======== Text excerpt

Yale Hixon Center Webinar on Mass Timber Friday November 6, 2020

This webinar may be of interest. It seems like some academics are saying we shouldn’t cut trees for carbon reasons, while others are saying we should cut them and use them instead of other products, and that will be better for reducing carbon in the atmosphere. As we’ve discussed here a number of times. Mass timber also has the possibility of changing the conversation as it can use smaller diameter material. If that could become commercially feasible in dry western forests, the conversation could change around “fuel treatments would be OK if the FS didn’t take big trees, but the FS is tempted to take out too many big trees to make a sale commercially feasible.”

================
======== Information

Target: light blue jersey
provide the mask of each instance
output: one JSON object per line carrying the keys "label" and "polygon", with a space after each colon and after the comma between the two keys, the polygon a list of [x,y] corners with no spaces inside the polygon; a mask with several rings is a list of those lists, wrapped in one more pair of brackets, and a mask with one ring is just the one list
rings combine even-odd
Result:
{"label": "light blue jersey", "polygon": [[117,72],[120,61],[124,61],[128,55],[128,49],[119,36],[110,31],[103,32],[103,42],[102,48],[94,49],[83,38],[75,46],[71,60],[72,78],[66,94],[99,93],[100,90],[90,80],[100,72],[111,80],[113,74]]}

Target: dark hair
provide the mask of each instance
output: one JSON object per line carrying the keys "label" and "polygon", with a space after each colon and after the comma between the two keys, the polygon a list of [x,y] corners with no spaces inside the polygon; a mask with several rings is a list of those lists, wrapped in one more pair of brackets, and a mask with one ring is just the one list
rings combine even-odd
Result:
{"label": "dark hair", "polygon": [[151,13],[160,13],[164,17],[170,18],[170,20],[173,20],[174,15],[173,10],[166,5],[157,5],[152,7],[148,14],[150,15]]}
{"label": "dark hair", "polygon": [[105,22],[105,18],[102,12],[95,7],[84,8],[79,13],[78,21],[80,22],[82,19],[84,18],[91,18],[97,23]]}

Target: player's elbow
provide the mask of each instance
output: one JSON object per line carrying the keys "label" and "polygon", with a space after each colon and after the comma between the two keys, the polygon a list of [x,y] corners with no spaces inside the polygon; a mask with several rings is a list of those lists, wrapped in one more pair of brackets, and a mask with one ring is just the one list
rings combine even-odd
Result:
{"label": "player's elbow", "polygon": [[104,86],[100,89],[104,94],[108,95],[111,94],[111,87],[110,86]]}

================

_Task details_
Decide whether each statement below agrees with the mass timber webinar post, answering yes or no and quoting the deciding words from the post. 1. The webinar takes place on a Friday in November 2020. 2. Mass timber can make use of smaller diameter material. 3. All academics agree that trees should not be cut for carbon reasons.

_Output below_
1. Yes: "Friday November 6, 2020"
2. Yes: "it can use smaller diameter material"
3. No: "while others are saying we should cut them and use them instead of other products"